(SHORT TASK)
Using the text on 1905 in the United Kingdom, what are the answers to these questions?
1. Who became Prime Minister on 5 December?
2. In which town did Vauxhall open a factory on 29 March?
3. How many people did the National Colliery explosion at Wattstown kill?

(TEXT PASSAGE)
::::::::

= 1905 in the United Kingdom =

Events from the year 1905 in the United Kingdom.

==Incumbents==
- Monarch – Edward VII
- Prime Minister - Arthur Balfour (Coalition) (until 5 December), Henry Campbell-Bannerman (Liberal) (starting 5 December)

==Events==
- 1 January – East Coast gales: Great Yarmouth flooded and pier at Scarborough washed away.
- 5 January – The play The Scarlet Pimpernel opens at the New Theatre in London and begins a run of 122 performances and numerous revivals.
- 16 February – At Haulbowline Base in Ireland, two explosions on board submarine , due to petrol fumes after refuelling, kill six of the eleven crew.
- 23 February – Beginning of Eliza Sheffield's unsuccessful breach of promise case against Lord Townshend.
- February – Alf Common becomes the first £1,000 footballer in his transfer from Sheffield United to Middlesbrough.
- 10 March
  - An underground explosion at Cambrian Colliery in Clydach Vale kills 33.
  - Chelsea Football Club founded.
- 14 March – 23 of the 26 crew of the barque Kyber die when the ship is wrecked at Gwennap Head in Cornwall.
- 20 March – The title Prime Minister of the United Kingdom is officially recognised by Edward VII by a royal warrant.
- 29 March – Carmaker Vauxhall opens a factory at Luton, Bedfordshire, as its main manufacturing base following expansion from London.
- 6 May – The Naval, Shipping and Fisheries Exhibition opens in Earl's Court to mark 100 years since the Battle of Trafalgar
- 12 May
  - First public protest by suffragettes, led by Emmeline Pankhurst, at Westminster.
  - The Natural History Museum, London, unveils its popular exhibit of "Dippy", an exact replica of the skeleton of the Diplodocus carnegii dinosaur.
- 23 May – First performance of George Bernard Shaw's 1903 play Man and Superman, at the Royal Court Theatre, London.
- 29 May – The recently formed Chelsea F.C. are elected to the Football League for the 1905–06 football season; on 2 September they play their first match, at the new Stamford Bridge stadium (which the existing Fulham F.C. have declined to become tenants of).
- June – Cadbury Dairy Milk chocolate bar first produced, in Bournville.
- 1 June – General Post Office London to Brighton horse-drawn parcel post coach makes its last run, being replaced by a motor lorry the following day.
- 9 June – Charlton Athletic F.C. is founded.
- 15 June – Princess Margaret of Connaught marries Gustaf, Crown Prince of Sweden.
- 29 June – The Automobile Association inaugurated.
- July – British Red Cross Society formally inaugurated.
- 3 July – Release of Cecil Hepworth's short silent drama film Rescued by Rover presenting a significant advance in film techniques.
- 11 July – National Colliery disaster at Wattstown in the Rhondda: an underground explosion kills 120, with just one survivor.
- 2 August – The Ancient Order of Druids initiates neo-Druidic rituals at Stonehenge in England.
- 11 August – Aliens Act 1905, the first modern legislation to control immigration into the U.K.

::::::::

(ENTRIES SUPPLIED)
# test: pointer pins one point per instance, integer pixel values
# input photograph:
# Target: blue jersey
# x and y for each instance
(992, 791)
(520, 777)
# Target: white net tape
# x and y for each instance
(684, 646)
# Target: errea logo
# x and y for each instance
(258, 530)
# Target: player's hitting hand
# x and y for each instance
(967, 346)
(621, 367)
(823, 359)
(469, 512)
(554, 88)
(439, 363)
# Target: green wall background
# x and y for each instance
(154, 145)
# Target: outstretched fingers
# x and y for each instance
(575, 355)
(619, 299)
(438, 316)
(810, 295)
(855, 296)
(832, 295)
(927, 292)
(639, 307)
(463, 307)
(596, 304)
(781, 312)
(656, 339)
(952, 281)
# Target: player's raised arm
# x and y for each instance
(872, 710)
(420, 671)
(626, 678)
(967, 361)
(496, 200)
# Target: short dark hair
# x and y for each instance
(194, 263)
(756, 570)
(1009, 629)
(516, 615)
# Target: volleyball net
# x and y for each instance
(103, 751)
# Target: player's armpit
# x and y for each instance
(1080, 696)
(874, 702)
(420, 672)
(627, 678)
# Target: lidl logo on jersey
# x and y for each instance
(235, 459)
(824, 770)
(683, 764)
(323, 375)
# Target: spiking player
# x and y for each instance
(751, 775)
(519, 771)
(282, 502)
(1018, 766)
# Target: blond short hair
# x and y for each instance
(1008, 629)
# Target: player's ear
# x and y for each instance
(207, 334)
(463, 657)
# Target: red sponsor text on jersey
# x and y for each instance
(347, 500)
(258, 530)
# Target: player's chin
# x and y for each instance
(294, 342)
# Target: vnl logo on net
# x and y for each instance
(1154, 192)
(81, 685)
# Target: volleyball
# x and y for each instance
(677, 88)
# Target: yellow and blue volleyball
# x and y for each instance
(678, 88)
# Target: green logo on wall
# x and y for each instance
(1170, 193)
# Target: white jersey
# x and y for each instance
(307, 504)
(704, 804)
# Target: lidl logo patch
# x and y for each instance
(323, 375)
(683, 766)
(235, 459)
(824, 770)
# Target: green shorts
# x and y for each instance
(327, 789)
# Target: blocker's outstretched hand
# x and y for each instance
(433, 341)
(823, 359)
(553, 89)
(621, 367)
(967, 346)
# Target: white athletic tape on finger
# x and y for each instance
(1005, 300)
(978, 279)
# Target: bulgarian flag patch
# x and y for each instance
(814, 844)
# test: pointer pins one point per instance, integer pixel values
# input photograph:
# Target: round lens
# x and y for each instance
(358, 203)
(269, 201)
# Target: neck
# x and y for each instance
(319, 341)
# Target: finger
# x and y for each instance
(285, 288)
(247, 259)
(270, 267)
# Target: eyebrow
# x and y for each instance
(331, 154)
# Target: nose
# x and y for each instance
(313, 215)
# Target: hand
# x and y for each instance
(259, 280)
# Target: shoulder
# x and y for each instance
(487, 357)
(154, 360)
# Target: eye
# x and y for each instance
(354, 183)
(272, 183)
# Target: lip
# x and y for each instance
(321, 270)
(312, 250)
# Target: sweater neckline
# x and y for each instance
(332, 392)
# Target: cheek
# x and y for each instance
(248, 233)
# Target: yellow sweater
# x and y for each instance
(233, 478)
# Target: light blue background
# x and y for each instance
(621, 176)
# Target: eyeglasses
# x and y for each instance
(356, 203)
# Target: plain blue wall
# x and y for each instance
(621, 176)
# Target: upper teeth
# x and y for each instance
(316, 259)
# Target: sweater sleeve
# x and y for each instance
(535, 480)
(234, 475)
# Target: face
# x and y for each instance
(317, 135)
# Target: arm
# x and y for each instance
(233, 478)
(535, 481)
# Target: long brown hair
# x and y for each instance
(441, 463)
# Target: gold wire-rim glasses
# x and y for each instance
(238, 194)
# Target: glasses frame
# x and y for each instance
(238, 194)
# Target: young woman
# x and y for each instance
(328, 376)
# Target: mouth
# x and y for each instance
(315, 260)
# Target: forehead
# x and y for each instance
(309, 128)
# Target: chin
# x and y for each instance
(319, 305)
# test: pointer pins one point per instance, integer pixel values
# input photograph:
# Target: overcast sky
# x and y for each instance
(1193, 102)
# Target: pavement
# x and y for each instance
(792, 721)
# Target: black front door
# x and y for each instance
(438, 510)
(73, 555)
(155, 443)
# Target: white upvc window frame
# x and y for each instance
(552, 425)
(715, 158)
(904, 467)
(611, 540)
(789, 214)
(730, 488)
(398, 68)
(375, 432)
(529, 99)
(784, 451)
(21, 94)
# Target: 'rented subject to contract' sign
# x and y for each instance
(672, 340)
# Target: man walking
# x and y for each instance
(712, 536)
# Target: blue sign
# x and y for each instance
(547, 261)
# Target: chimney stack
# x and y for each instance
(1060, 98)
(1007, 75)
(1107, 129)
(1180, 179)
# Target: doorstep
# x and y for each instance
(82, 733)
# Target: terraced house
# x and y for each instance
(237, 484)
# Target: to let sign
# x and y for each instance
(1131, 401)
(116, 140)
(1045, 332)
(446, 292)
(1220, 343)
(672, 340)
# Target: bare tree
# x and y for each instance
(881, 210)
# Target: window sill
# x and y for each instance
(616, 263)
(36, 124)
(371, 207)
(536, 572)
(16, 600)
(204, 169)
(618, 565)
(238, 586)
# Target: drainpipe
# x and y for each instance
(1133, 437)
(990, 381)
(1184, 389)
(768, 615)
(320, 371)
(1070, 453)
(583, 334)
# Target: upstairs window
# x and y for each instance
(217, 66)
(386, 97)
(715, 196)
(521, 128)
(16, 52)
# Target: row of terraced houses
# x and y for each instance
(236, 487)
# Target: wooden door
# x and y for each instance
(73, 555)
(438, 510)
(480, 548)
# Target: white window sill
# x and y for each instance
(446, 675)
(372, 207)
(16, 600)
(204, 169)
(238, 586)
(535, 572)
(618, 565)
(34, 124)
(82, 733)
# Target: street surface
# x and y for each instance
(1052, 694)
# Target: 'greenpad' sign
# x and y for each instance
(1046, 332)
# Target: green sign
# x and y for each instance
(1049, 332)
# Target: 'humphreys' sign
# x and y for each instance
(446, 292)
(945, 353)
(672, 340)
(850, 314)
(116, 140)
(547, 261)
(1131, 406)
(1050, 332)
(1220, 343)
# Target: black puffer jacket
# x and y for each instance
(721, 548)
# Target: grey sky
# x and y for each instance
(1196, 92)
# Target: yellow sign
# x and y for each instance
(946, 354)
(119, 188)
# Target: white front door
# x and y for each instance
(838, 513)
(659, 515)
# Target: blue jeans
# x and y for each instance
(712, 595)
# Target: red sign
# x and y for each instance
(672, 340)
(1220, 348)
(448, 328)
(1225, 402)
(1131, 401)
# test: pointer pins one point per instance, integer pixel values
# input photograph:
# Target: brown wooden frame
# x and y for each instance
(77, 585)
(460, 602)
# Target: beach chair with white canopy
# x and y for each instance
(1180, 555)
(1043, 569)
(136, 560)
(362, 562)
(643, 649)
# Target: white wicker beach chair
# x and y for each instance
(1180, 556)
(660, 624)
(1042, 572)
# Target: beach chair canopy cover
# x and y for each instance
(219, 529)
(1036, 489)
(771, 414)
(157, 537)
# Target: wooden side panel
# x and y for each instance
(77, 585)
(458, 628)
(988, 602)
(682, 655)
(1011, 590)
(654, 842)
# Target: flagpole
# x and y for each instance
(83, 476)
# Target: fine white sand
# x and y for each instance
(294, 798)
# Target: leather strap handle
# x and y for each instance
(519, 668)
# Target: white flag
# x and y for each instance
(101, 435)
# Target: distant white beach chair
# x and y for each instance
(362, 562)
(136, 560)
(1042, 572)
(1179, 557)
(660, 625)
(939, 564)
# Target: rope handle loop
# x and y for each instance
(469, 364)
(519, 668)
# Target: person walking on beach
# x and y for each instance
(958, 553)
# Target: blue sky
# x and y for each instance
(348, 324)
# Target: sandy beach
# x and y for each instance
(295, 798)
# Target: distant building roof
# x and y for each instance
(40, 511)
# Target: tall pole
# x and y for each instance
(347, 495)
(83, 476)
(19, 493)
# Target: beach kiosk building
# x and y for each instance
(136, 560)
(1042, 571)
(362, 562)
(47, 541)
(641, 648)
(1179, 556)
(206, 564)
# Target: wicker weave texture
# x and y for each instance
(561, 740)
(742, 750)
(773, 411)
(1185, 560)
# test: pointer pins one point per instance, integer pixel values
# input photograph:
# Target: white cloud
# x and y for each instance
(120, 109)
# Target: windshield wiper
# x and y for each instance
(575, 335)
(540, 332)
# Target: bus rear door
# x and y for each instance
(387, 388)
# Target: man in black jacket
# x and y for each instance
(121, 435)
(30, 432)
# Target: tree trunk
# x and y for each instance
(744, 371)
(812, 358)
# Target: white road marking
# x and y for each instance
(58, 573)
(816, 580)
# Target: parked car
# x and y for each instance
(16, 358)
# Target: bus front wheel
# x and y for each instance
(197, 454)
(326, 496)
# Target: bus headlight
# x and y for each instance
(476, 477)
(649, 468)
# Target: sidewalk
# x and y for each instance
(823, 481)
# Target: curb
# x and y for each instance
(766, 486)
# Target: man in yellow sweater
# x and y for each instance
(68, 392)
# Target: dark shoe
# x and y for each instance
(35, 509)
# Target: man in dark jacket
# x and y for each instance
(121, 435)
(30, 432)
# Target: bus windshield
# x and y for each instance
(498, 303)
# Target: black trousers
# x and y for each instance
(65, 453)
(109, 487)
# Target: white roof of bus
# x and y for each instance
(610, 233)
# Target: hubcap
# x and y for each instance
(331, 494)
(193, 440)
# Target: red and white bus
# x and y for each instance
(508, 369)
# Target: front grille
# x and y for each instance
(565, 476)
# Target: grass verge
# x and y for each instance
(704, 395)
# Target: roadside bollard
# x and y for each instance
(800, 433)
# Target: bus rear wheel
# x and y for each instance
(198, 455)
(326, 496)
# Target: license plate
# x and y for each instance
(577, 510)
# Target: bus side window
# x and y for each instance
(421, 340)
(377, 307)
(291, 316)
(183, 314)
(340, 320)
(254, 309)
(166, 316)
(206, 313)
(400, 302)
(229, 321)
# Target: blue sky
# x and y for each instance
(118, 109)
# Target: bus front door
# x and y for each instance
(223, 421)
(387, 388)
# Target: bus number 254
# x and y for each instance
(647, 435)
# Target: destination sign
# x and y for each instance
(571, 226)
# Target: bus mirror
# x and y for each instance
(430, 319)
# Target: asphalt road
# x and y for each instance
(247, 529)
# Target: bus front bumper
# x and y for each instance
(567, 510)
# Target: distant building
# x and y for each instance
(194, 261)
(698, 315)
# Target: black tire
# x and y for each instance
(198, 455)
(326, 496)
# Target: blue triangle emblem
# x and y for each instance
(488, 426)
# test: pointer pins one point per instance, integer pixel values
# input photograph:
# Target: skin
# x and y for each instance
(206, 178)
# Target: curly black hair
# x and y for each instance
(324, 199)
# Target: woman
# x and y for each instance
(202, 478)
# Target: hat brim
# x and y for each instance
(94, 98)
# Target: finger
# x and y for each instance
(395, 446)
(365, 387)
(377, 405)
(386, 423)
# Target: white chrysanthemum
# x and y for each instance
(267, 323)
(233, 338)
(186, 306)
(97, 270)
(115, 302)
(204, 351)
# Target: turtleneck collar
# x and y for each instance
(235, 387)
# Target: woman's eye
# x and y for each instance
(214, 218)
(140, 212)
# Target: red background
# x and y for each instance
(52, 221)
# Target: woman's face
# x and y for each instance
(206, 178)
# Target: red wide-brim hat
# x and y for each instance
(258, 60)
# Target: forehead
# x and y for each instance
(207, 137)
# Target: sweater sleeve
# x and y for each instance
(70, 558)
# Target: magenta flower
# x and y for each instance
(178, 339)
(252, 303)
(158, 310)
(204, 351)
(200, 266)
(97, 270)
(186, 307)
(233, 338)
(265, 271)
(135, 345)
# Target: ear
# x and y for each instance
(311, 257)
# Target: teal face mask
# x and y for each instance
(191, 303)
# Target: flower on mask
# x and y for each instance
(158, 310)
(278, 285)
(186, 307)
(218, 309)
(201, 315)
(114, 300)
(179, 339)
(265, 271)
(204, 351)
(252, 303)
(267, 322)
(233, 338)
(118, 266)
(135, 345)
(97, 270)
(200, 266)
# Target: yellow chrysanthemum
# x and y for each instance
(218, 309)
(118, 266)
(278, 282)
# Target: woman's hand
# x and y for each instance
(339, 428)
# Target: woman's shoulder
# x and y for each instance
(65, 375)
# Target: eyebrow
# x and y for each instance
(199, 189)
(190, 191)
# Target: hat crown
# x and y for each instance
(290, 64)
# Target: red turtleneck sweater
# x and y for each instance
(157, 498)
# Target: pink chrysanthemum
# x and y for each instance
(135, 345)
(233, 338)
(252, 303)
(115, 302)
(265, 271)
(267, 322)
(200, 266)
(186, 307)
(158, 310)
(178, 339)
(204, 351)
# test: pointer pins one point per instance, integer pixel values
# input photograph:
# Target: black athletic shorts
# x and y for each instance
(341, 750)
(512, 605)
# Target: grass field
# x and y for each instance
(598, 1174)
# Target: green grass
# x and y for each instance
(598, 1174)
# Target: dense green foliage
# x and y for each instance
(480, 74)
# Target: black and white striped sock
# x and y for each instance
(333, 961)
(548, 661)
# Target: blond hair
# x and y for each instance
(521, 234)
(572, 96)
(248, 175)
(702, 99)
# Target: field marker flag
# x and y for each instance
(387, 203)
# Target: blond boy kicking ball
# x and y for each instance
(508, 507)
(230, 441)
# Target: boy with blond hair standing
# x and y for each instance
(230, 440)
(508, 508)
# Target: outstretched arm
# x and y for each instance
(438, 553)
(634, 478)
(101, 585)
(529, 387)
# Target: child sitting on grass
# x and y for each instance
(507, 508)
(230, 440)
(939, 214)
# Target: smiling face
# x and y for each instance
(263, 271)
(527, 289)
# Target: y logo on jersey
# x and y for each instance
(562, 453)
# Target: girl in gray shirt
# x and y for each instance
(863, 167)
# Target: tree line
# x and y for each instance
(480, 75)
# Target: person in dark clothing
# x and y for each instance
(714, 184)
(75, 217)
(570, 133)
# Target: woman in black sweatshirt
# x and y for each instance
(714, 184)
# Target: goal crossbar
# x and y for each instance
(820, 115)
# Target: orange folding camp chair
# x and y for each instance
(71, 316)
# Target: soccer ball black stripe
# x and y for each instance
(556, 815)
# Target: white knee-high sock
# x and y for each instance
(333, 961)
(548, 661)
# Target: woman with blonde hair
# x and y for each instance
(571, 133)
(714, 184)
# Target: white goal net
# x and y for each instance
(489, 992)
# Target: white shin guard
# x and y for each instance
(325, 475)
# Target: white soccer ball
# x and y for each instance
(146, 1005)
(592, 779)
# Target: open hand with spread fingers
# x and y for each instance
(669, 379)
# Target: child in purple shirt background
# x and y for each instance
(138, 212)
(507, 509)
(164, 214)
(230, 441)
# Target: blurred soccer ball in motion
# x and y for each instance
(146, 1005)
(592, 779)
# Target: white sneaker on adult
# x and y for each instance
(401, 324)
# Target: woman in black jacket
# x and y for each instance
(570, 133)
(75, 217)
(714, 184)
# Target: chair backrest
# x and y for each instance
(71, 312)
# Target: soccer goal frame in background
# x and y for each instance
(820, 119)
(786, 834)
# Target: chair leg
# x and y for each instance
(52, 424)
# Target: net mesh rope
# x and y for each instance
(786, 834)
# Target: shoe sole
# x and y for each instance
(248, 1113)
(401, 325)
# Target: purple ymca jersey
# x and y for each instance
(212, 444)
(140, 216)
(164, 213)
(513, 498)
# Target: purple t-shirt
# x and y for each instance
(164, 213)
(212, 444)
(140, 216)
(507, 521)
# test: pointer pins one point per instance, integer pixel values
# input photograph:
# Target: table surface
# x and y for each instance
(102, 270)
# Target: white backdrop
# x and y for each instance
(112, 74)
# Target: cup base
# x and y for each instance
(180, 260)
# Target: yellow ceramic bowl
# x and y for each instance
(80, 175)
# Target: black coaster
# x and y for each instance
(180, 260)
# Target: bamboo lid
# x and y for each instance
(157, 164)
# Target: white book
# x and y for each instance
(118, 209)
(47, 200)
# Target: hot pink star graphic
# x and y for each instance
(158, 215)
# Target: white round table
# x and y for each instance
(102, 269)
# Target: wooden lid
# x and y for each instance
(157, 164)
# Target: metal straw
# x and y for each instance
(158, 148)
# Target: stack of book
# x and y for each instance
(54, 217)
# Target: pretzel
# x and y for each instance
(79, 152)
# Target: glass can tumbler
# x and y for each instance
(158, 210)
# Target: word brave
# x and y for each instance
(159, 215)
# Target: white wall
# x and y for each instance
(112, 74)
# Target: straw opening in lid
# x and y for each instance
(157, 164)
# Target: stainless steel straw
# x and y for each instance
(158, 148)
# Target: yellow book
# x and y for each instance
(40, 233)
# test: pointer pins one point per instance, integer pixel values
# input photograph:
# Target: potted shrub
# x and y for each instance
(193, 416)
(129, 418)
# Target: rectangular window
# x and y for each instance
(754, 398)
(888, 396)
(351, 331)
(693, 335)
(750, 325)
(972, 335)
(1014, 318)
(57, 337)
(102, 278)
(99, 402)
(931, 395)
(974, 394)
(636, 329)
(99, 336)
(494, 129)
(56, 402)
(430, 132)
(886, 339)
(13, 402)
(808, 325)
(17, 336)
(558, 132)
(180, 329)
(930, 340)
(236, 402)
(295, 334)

::::::::

(THE ANSWER)
1. Henry Campbell-Bannerman
2. Luton, Bedfordshire
3. 120